┌─ EXTRACTED INFORMATION

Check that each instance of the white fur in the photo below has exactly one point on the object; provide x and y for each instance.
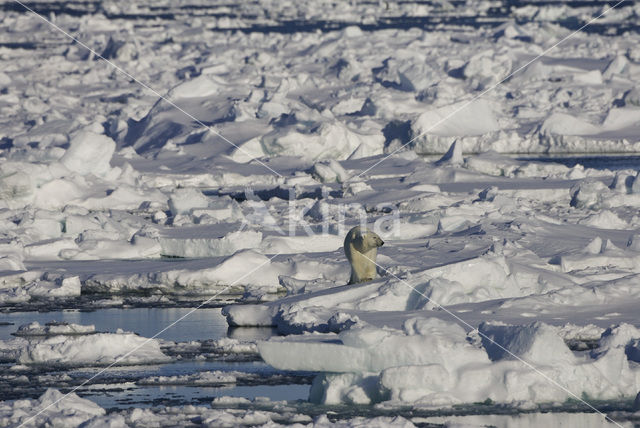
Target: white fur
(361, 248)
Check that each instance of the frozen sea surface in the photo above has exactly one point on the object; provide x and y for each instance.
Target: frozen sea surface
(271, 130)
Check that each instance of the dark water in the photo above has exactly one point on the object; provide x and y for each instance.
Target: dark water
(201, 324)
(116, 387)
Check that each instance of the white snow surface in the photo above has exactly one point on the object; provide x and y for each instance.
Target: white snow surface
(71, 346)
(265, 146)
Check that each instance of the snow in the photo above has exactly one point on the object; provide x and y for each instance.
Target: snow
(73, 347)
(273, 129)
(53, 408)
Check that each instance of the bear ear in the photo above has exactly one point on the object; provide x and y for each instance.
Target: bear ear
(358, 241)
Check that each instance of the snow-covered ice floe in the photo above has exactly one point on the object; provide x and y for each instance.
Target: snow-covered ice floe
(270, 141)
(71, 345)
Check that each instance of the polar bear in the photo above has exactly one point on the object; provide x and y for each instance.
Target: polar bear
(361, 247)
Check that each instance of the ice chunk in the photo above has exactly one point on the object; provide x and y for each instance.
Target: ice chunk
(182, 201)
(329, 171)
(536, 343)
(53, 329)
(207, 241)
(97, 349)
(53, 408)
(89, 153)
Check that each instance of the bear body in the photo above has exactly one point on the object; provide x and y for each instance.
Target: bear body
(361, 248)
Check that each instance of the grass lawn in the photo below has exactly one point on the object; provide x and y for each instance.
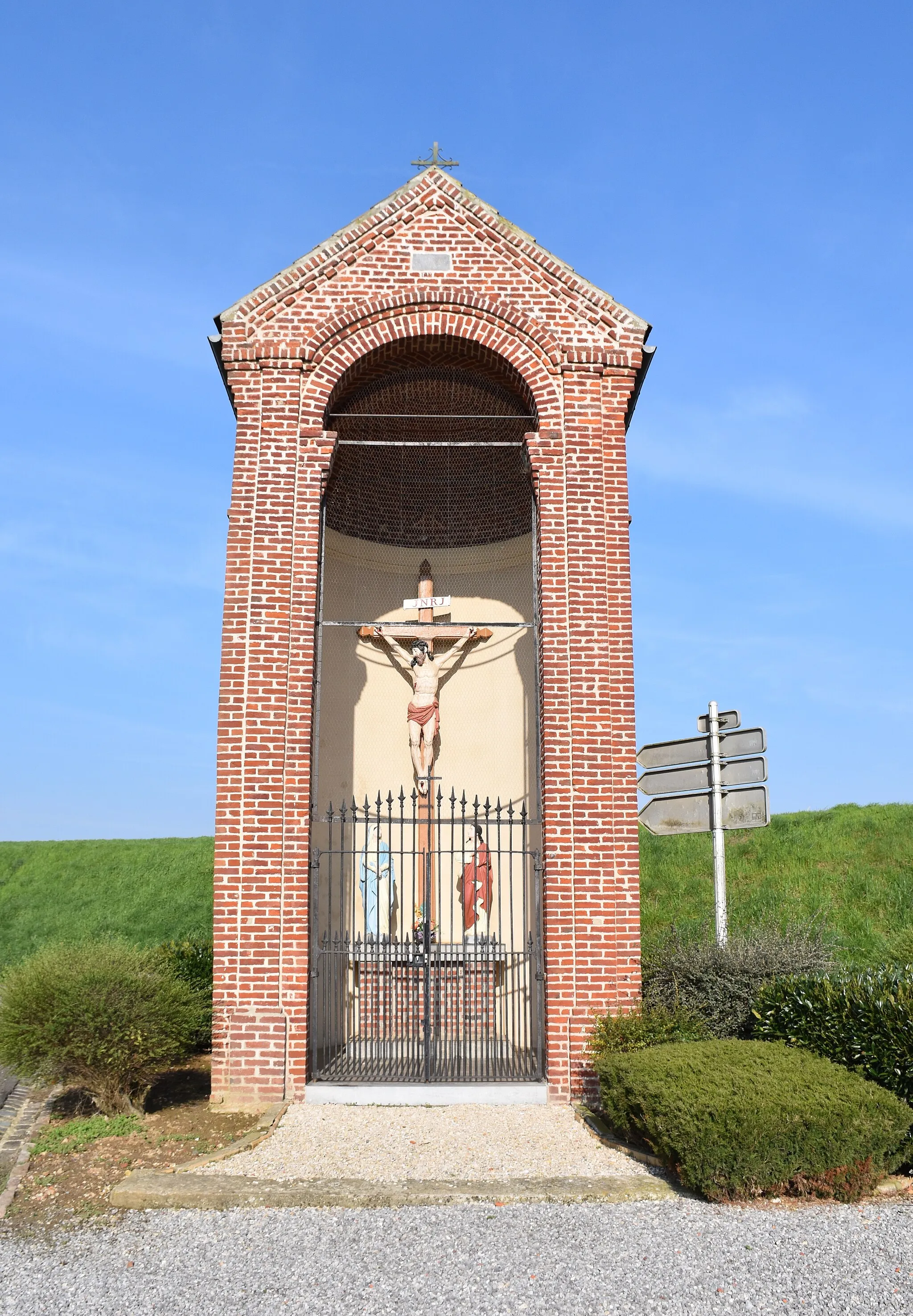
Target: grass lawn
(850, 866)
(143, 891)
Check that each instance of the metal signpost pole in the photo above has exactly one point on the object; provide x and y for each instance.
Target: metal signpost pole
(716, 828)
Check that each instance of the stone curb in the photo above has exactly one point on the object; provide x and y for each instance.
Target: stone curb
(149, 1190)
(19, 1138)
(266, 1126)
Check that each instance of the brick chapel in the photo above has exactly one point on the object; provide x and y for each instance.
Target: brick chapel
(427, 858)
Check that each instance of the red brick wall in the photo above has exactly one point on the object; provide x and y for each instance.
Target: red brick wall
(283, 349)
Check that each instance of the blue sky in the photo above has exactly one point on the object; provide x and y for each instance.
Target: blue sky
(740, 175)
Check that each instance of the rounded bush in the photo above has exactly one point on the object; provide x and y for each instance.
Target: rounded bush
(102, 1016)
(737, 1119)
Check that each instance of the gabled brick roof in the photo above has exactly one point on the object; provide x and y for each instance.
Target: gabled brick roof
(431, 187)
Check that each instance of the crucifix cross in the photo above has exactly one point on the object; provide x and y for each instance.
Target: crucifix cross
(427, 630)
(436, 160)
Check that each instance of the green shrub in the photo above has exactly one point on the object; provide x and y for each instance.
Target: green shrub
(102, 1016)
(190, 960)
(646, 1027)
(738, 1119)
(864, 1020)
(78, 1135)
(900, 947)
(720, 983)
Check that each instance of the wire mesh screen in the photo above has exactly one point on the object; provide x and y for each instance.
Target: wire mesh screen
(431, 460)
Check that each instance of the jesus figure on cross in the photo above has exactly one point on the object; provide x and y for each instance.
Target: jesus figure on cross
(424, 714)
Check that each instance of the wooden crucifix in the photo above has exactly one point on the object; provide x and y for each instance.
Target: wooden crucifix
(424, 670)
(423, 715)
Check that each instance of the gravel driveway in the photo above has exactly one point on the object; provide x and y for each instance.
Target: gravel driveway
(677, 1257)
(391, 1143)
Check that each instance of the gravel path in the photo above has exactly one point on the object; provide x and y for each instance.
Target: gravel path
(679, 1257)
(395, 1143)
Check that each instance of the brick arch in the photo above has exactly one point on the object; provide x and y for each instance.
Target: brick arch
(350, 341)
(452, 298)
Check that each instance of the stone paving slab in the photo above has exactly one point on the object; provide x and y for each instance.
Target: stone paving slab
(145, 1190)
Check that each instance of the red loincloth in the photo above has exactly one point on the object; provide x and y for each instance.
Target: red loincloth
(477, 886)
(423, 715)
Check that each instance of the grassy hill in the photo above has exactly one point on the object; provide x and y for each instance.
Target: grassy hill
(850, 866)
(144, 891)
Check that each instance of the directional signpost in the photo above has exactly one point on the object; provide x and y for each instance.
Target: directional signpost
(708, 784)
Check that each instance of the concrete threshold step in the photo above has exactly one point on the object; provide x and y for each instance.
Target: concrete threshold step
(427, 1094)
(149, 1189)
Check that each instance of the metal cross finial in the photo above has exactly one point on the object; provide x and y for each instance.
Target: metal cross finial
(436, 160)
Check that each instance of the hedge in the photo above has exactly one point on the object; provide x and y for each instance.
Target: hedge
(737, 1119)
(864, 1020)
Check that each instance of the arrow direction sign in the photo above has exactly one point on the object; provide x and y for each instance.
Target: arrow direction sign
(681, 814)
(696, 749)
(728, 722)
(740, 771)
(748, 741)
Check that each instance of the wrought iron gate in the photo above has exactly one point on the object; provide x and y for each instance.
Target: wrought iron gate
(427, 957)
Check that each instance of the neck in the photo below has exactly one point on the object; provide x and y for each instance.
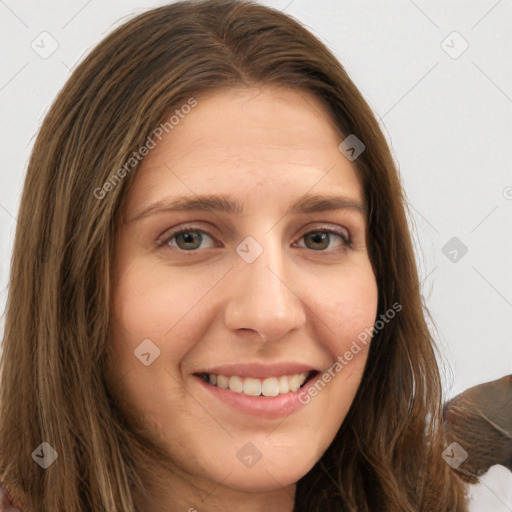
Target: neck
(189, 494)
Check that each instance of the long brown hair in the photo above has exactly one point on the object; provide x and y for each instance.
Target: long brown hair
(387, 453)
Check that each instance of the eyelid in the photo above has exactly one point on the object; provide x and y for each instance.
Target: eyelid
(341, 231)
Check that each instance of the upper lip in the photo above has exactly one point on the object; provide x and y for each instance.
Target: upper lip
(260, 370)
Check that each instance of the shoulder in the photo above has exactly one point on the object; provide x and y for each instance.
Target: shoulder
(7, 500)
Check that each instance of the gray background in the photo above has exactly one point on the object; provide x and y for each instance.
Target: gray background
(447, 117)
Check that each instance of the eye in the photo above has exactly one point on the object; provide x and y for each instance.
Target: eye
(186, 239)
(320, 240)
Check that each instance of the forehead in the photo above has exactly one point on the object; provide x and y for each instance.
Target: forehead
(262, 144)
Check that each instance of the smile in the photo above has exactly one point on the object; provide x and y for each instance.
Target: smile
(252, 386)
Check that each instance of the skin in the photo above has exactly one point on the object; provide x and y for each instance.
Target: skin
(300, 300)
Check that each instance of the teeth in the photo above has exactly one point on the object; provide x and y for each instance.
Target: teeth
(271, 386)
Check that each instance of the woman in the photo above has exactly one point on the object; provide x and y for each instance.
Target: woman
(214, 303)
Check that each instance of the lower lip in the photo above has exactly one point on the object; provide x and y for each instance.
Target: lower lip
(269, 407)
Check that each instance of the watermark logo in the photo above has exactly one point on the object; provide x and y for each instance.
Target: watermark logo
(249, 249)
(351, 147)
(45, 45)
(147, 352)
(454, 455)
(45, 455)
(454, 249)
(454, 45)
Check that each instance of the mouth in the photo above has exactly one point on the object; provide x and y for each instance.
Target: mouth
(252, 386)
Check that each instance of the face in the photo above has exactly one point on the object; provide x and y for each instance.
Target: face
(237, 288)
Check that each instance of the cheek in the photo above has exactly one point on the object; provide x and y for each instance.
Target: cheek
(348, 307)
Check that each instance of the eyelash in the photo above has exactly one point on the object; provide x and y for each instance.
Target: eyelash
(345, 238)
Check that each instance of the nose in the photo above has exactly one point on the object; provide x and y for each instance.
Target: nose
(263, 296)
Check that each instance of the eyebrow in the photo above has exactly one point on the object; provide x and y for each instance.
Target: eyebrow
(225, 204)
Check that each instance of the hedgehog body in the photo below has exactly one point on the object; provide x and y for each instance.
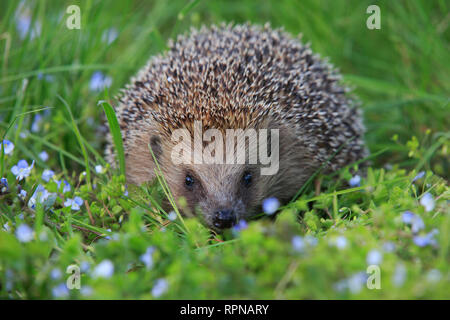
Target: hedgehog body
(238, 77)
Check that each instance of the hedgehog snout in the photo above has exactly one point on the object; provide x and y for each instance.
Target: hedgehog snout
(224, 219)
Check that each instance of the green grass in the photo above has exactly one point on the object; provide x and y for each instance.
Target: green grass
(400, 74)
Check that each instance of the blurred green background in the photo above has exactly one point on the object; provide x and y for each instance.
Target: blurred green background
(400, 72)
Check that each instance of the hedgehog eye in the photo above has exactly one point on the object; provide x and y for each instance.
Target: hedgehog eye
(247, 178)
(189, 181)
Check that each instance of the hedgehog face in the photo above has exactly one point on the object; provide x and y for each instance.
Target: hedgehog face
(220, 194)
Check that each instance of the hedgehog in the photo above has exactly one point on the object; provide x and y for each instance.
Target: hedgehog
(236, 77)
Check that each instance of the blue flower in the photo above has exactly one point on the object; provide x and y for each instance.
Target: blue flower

└─

__SHORT EXERCISE__.
From the line containing "Check that each instance of the eyelash" through the end of the entries, quote each line exactly and nothing else, excluding all pictures.

__OUTPUT OF THE EXERCISE__.
Check that each instance of the eyelash in the photo above has exactly one point on the object; provide x and y for each instance.
Target: eyelash
(345, 238)
Check that each instance of the nose in the photo above has exactly one point on the object; provide x and y for each instance.
Target: nose
(263, 296)
Check that each instance of the eyebrow in the photo above has exactly one point on the object; provide x and y for each instance.
Target: eyebrow
(225, 204)
Check that each instance of the hedgehog body in the photo below has exactly one point on the object; provide x and y for each instance.
Target: hedgehog body
(238, 77)
Check that each instance of the hedgehog snout in the photo above has exactly one point on the object; provide x and y for each instance.
Target: hedgehog snout
(224, 219)
Check that each instance of the green grass in the photo above has exactly one point on the object; provide x and y for each instance.
Target: green grass
(400, 74)
Check that each instance of the blurred green background in the photo above has exactly one point on the object; provide x and y for each instance.
Target: blurred green background
(400, 72)
Check that each instance of the hedgehog eye in the photo above has exactly one point on the object; provide x and y for each instance.
Target: hedgehog eye
(247, 178)
(189, 181)
Check that each instance of the hedgehog face in the photo above has exactly one point on the object; provide x and y for each instance.
Target: hedgehog face
(220, 194)
Check that each instance of the hedgehog in the photo above has exactly one point on the object; provide x and y for each instance.
Target: hedgehog
(236, 77)
Check that each instance of the blue flower in the photo above has exactly one point on the object; provide x and y for each instance.
Target: blue flower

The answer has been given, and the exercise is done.